__TEXT UNDER STUDY__:
* * * *
My Grandfather was a Coal Miner
My grandfather was a coal miner. He was also an American immigrant from southern Italy. He served in the US Army and proudly participated in our in democracy. My mother remembers him putting on his best suit and walking for miles to cast his vote on election day.
Back in his mountain origin of Bocchigliero, he was a peasant farmer. Like others, he came to America to pursue a dream– a better life for his family. Once he whispered to his young bride, my grandmother, “Filomena, in America the roads are paved with gold.”
My grandfather spoke out for better working conditions in the coal mine. As you can imagine, without modern day regulations, laboring in a mine in the early-to-mid 20th century wasn’t a fun or healthy way to earn a living.
Whenever I was unhappy in my own career, I would think about this grandfather. Although he died before I was born, his story was a part of me too. I’d say to myself, “if he could go down into a coal mine everyday, then you can do this.” That definitely put my white-collar employment woes into perspective.
Because he was an American dreamer, my grandfather knew that the ticket to a better life was to work hard and focus his children on education. He sacrificed himself so that his children could get educated and cash that ticket in.
Health related disease like black lung and the perils of mining accidents still loom large for coal miners worldwide. Negative externalities are also pronounced; like increased asthma rates, acid rain, and that elephant in the room–climate change.
But there is a human dimension that is often overlooked. Propping up a fossil industry in decline, creates a stale state where people are perpetually looking down; under-valuing their potential. Someone looking down will never look up to advance their education or upgrade their employment skills to join a new energy economy. We should aim to create a society that allows everyone to thrive.
Let’s give today’s coal miners access to the tools they need to enter the 21st century economy with good paying clean energy jobs. Politicians should stop using coal miners as pawns to bolster an industry in its last death spiral. The quicker we make efforts to move forward, the sooner all can realize their American dreams.
* * * *
__DATA TO EXAMINE__:
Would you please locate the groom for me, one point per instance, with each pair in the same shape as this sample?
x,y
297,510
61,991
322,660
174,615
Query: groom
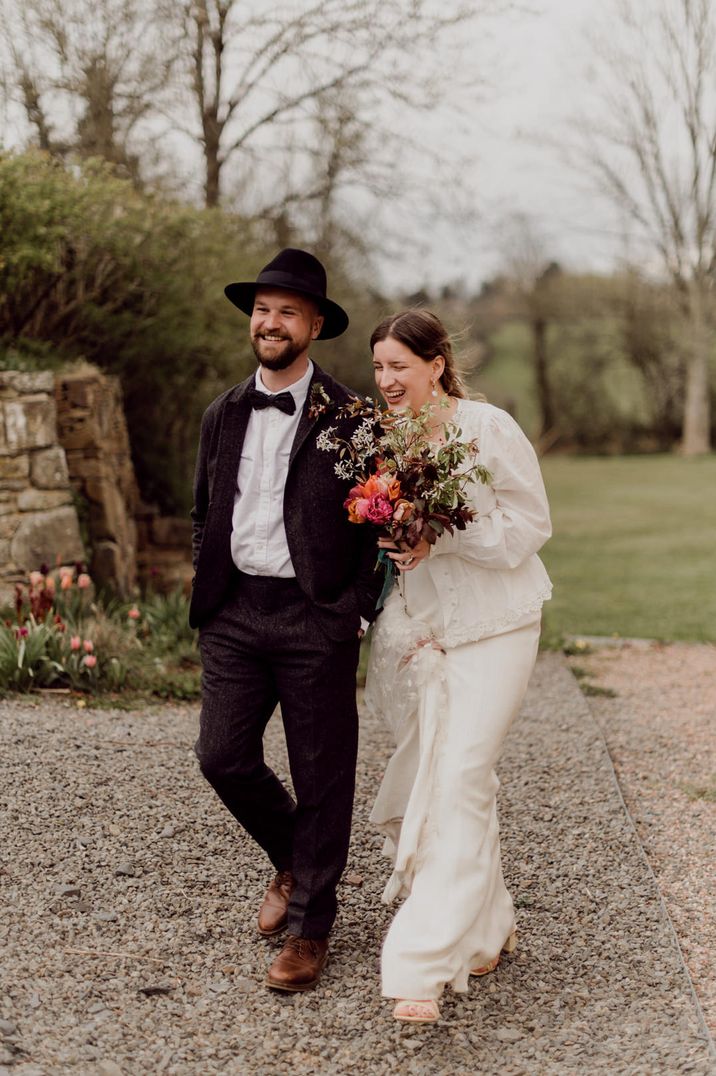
* * * *
__TASK INSTRUCTIONS__:
[1] Please check each statement against the coal miner essay and say whether it agrees, answering yes or no and quoting the words that decide it: (a) The grandfather came from northern Italy. (b) The grandfather died before the writer was born. (c) In Bocchigliero the grandfather worked as a peasant farmer.
[2] In the coal miner essay, what did the grandfather whisper to his young bride?
The entries are separate material from the coal miner essay.

__ANSWER LIST__:
[1]
(a) No: "He was also an American immigrant from southern Italy."
(b) Yes: "Although he died before I was born"
(c) Yes: "Back in his mountain origin of Bocchigliero, he was a peasant farmer."

[2] "Filomena, in America the roads are paved with gold."